* EXERCISE PROMPT
Leave the images out, and otherwise write out each entry exactly.

(Stored items from a collection)
______________________________

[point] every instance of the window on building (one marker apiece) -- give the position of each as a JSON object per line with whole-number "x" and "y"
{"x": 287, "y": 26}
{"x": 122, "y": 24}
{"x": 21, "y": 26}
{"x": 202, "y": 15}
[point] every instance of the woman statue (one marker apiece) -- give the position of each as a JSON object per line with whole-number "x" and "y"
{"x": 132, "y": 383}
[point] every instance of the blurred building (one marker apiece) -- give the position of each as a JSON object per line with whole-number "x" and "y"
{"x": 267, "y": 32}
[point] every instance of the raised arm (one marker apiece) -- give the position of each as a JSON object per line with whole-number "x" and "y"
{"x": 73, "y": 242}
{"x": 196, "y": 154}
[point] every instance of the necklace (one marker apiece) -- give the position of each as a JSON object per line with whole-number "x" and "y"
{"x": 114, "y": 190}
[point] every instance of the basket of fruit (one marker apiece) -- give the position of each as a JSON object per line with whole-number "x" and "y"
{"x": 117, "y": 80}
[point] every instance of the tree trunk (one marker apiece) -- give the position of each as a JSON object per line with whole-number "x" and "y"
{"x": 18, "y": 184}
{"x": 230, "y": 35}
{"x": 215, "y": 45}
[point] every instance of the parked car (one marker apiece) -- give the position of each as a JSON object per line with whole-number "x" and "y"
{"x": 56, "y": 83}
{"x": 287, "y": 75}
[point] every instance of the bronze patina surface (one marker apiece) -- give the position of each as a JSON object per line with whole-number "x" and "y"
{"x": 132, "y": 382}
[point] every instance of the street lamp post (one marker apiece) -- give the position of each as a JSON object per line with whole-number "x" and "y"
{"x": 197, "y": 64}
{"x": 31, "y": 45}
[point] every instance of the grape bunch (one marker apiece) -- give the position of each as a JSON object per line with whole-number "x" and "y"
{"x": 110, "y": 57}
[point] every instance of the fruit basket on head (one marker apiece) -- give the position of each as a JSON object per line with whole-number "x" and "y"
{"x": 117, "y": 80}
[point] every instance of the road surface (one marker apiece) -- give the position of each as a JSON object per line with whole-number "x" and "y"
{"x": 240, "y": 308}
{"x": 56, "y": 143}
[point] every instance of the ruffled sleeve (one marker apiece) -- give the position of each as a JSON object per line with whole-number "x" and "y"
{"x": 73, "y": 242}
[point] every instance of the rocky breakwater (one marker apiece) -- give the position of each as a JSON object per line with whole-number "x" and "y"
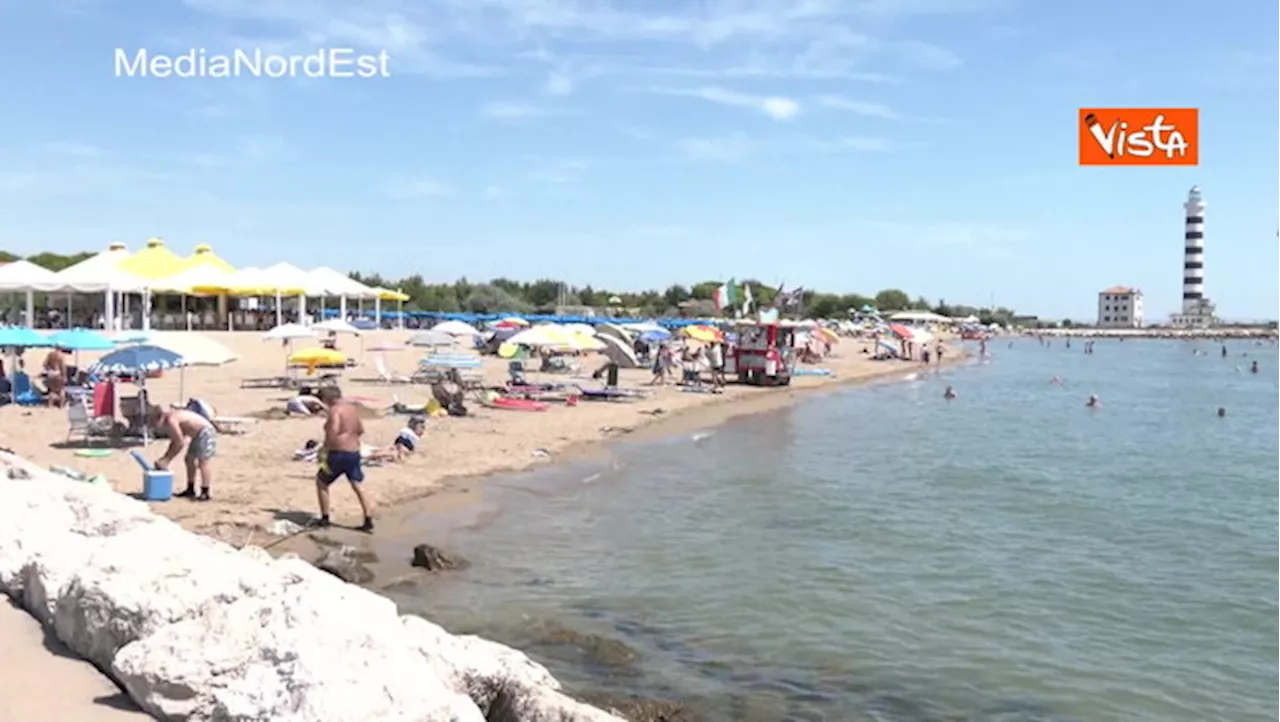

______________________________

* SOLUTION TO THE PROBLEM
[point] every instance of the window on building (one marker apiece) -- give the position of each as a JSON object per line with whole-number "x" and "y"
{"x": 287, "y": 26}
{"x": 122, "y": 24}
{"x": 21, "y": 26}
{"x": 202, "y": 15}
[point] every instance of the woman statue (one marker apiece) -- give the position of each as a JSON object per line with whole-number "x" and "y"
{"x": 132, "y": 383}
[point] every instance of the blurred building (one marker apiece) -- give the position of each as a JSON object per line with whole-number "x" and "y"
{"x": 267, "y": 32}
[point] every instance of the raised arm (one marker apiece) -- give the position of each as a JSON object per line with whole-number "x" and "y"
{"x": 73, "y": 242}
{"x": 196, "y": 154}
[point] every instance of the necklace (one marker apiece) -- give the position of each as a JSON object per line with whole-number "x" and "y"
{"x": 114, "y": 190}
[point] every instance of the basket of fruit (one marker apiece) -- give the position of each as a JSON object per line with whole-number "x" and "y"
{"x": 117, "y": 80}
[point] every instance of the tree trunk (one marker apiece) -- give the position of each as a JSON object per line with whole-number "x" and "y"
{"x": 18, "y": 184}
{"x": 230, "y": 35}
{"x": 215, "y": 45}
[point] every instance of the parked car (one marker apiece) -- give the position of each as a JSON object per line with whole-number "x" and "y"
{"x": 56, "y": 83}
{"x": 287, "y": 75}
[point] every instance of the bronze patina surface (one marker apiece) -- give the position of each as a JSON object per line with whole-number "x" and "y"
{"x": 132, "y": 382}
[point] every instance of the street lamp post (one marker apiece) -- give the position of each as a JSON object per line with whole-number "x" and "y"
{"x": 197, "y": 64}
{"x": 31, "y": 45}
[point] every instance of the grape bunch (one marker apiece) -- give the position of each as a JSON object per line with whole-number "x" and "y"
{"x": 110, "y": 57}
[point] every instance of the fruit basket on head (one marker apiece) -- give the position of each as a JSON object per line with whole-number "x" and "y"
{"x": 117, "y": 80}
[point] every instance of the road surface (one marker apiece) -- give the position of each as a JSON object per line with whole-number "x" and "y"
{"x": 240, "y": 308}
{"x": 56, "y": 143}
[point] every instance of the ruffled sleeve (one marker apiece) -- give the position of each as a JSON object per line with whole-number "x" and "y"
{"x": 73, "y": 242}
[point] every instance of the rocky breakwater (one marker apiece) -- give the position of each as a JSON object per line with whole-number "x" and "y"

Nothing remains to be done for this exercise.